● **Complete the following**:
1/ Repeat word for word the passage of the io_uring email that begins at the words "[-- Attachment #1: Type: text/plain, Size: 2099" and stops after "they are similar.".
2/ Condense the io_uring email's paragraph beginning "In above url" into two short sentences that keep its main facts.

● **Source text**:

^^^^^^^^

From: Xiaoguang Wang <[email protected]>
To: [email protected]
Cc: Pavel Begunkov <[email protected]>,
"[email protected]" <[email protected]>,
joseph qi <[email protected]>,
Jiufei Xue <[email protected]>
Subject: Is io_uring framework becoming bloated gradually? and introduces performace regression
Date: Fri, 8 May 2020 23:18:51 +0800 [thread overview]
Message-ID: <[email protected]> (raw)
[-- Attachment #1: Type: text/plain, Size: 2099 bytes --]
hi,
This issue was found when I tested IORING_FEAT_FAST_POLL feature, with the newest
upstream codes, indeed I find that io_uring's performace improvement is not obvious
compared to epoll in my test environment, most of the time they are similar.
Test cases basically comes from:
https://github.com/frevib/io_uring-echo-server/blob/io-uring-feat-fast-poll/benchmarks/benchmarks.md.
In above url, the author's test results shows that io_uring will get a big performace
improvement compared to epoll. I'm still looking into why I don't get the big improvement,
currently don't know why, but I find some obvious regression issue.

^^^^^^^^

● **Entries supplied**:
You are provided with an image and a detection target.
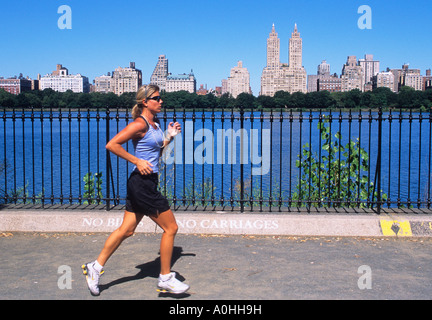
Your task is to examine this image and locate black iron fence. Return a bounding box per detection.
[0,108,432,212]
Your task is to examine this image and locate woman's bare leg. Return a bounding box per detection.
[97,211,144,266]
[150,210,178,274]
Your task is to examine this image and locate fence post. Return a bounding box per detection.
[377,107,383,214]
[105,107,111,211]
[240,105,244,212]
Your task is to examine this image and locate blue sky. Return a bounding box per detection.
[0,0,432,95]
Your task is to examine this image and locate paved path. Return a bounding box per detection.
[0,232,432,300]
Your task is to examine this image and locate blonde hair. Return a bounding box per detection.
[132,84,159,120]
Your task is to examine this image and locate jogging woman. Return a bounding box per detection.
[82,85,189,295]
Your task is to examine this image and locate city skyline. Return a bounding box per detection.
[0,0,432,96]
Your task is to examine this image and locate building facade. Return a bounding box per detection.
[373,71,395,92]
[0,77,32,94]
[39,64,90,93]
[341,56,364,92]
[111,62,142,96]
[165,71,196,93]
[94,74,114,93]
[222,61,252,98]
[307,60,340,92]
[150,55,168,91]
[260,24,307,96]
[150,55,196,93]
[358,54,380,91]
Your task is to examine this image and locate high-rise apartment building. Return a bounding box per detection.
[307,60,340,92]
[111,62,142,96]
[390,64,423,92]
[373,71,395,92]
[150,55,196,93]
[150,55,168,91]
[260,24,307,96]
[39,64,90,93]
[165,71,196,93]
[359,54,379,91]
[0,76,32,94]
[341,56,364,92]
[94,72,114,93]
[222,61,252,98]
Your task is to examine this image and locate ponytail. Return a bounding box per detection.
[131,84,159,120]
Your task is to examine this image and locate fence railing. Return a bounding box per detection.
[0,108,432,212]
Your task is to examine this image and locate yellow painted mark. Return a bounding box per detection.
[380,219,412,237]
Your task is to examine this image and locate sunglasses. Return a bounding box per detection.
[147,96,162,102]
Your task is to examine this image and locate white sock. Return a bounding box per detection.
[159,273,171,281]
[93,260,103,273]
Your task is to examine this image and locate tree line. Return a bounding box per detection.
[0,87,432,111]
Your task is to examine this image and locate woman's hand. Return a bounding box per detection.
[135,159,153,175]
[167,122,181,140]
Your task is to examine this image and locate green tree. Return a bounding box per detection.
[292,120,387,207]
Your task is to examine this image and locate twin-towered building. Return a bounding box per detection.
[260,24,307,96]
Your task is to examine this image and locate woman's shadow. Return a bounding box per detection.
[99,247,196,299]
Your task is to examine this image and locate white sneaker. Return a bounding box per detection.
[158,272,189,294]
[81,261,104,296]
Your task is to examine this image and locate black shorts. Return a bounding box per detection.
[126,171,170,216]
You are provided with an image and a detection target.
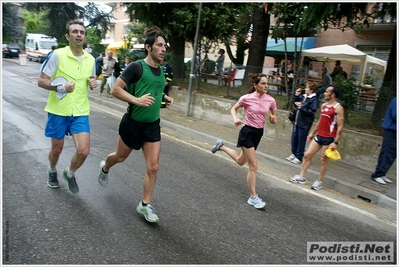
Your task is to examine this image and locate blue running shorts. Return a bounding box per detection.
[44,113,90,140]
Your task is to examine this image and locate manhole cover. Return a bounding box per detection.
[359,181,386,193]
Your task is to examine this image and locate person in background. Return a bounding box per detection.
[308,62,319,78]
[286,82,319,164]
[371,97,397,184]
[330,60,344,81]
[202,54,211,82]
[100,51,116,97]
[216,48,225,85]
[112,56,122,78]
[121,56,130,71]
[38,20,97,195]
[161,58,173,108]
[290,85,344,190]
[98,27,173,223]
[85,45,93,54]
[212,73,277,209]
[317,66,332,98]
[96,52,105,79]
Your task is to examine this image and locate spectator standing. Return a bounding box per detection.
[98,27,173,222]
[216,48,225,85]
[286,82,319,164]
[330,60,344,81]
[317,66,332,97]
[38,20,97,195]
[371,97,396,184]
[290,85,344,190]
[85,45,93,54]
[113,56,122,78]
[121,56,130,71]
[212,73,277,209]
[308,62,319,78]
[96,52,105,79]
[161,58,173,108]
[100,51,116,97]
[202,54,211,82]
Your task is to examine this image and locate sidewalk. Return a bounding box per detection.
[89,88,397,213]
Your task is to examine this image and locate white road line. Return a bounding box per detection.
[89,109,396,227]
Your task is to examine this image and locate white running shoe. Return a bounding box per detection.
[312,180,322,190]
[285,154,296,161]
[381,176,392,183]
[247,194,266,209]
[291,158,302,164]
[373,177,387,184]
[290,174,306,184]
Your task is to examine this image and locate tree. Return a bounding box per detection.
[124,3,253,78]
[24,2,113,43]
[3,3,23,42]
[272,3,396,121]
[242,3,271,91]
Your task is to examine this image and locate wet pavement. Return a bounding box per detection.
[89,87,397,213]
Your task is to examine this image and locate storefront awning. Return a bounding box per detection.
[107,42,125,50]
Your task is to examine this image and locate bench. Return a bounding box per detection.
[357,92,378,110]
[267,82,285,95]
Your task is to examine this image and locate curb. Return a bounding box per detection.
[89,96,397,211]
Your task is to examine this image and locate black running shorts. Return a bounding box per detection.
[119,113,161,150]
[237,125,263,150]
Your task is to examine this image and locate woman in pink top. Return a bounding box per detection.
[212,73,277,209]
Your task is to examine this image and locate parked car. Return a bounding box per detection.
[3,43,22,58]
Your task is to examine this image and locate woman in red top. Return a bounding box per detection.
[290,85,344,190]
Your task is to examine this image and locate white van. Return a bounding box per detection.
[25,33,58,63]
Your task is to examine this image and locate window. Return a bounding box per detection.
[123,23,129,36]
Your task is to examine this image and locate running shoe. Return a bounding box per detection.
[98,160,108,187]
[212,139,224,154]
[290,175,306,184]
[137,201,159,223]
[312,180,322,190]
[47,171,60,189]
[247,194,266,209]
[62,167,79,195]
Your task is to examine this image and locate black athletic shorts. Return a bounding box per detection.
[313,135,335,146]
[119,113,161,150]
[237,125,263,150]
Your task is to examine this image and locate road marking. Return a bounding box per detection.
[93,108,396,227]
[162,133,396,227]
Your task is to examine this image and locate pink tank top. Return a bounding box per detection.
[317,103,339,138]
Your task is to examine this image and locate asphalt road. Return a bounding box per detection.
[2,62,397,265]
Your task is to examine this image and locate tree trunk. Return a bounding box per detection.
[169,33,185,78]
[372,26,397,125]
[241,3,270,93]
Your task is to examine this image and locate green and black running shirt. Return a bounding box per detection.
[119,59,165,123]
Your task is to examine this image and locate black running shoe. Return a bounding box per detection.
[47,171,60,189]
[62,167,79,195]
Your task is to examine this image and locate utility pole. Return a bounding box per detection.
[186,2,202,117]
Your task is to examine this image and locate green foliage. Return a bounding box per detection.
[23,2,113,42]
[86,27,105,57]
[363,73,374,85]
[2,3,24,42]
[335,75,358,122]
[116,48,146,62]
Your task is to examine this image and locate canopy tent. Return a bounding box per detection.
[107,42,126,51]
[301,44,387,83]
[265,43,304,57]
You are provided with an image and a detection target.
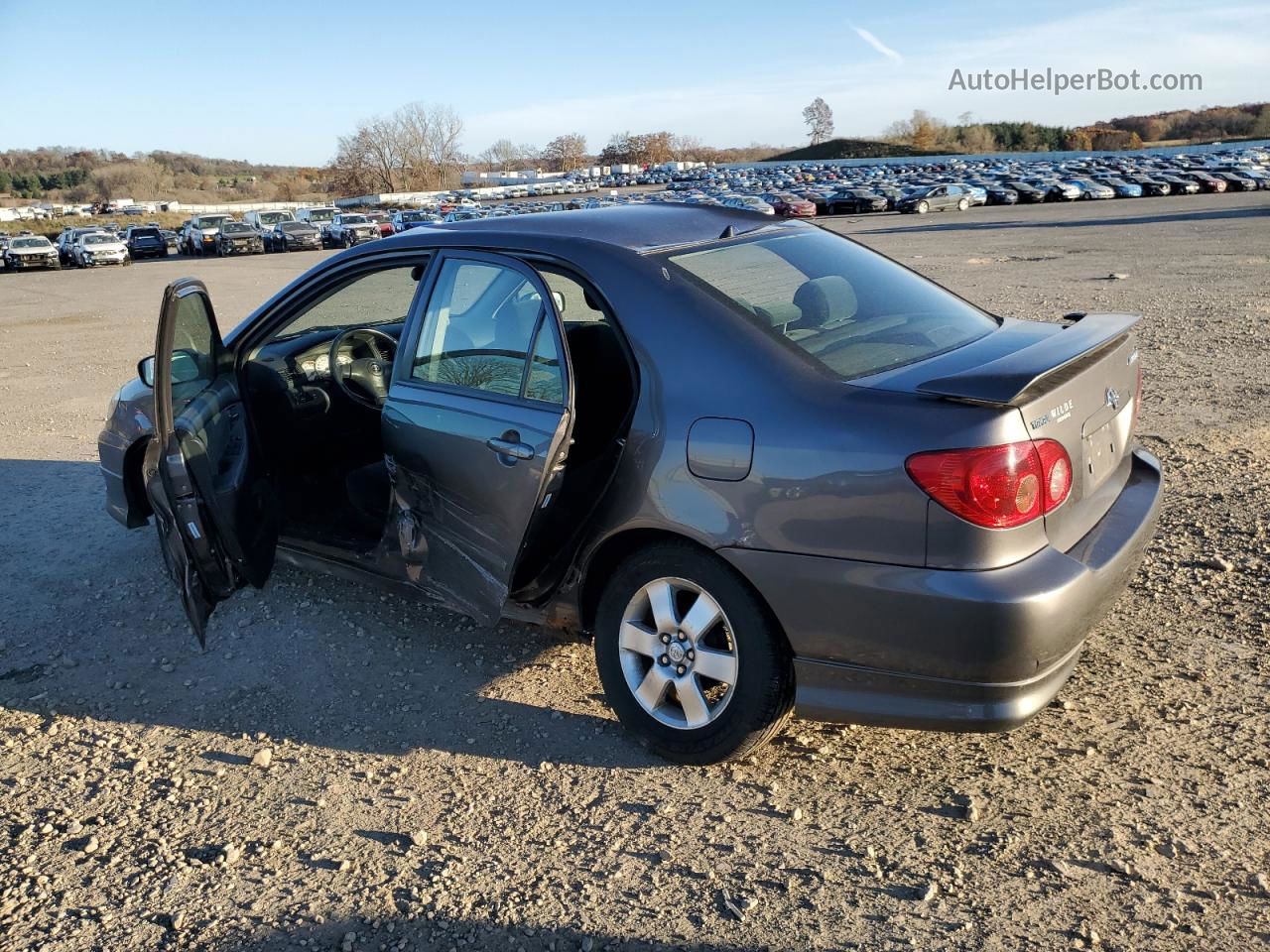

^^^^^^^^

● **Worked solutions**:
1/
[-- Attachment #1: Type: text/plain, Size: 2099 bytes --]
hi,
This issue was found when I tested IORING_FEAT_FAST_POLL feature, with the newest
upstream codes, indeed I find that io_uring's performace improvement is not obvious
compared to epoll in my test environment, most of the time they are similar.

2/ The linked benchmark results show io_uring performing much better than epoll. The writer has not seen that large gain and does not yet know why, but is still investigating and has found an obvious regression.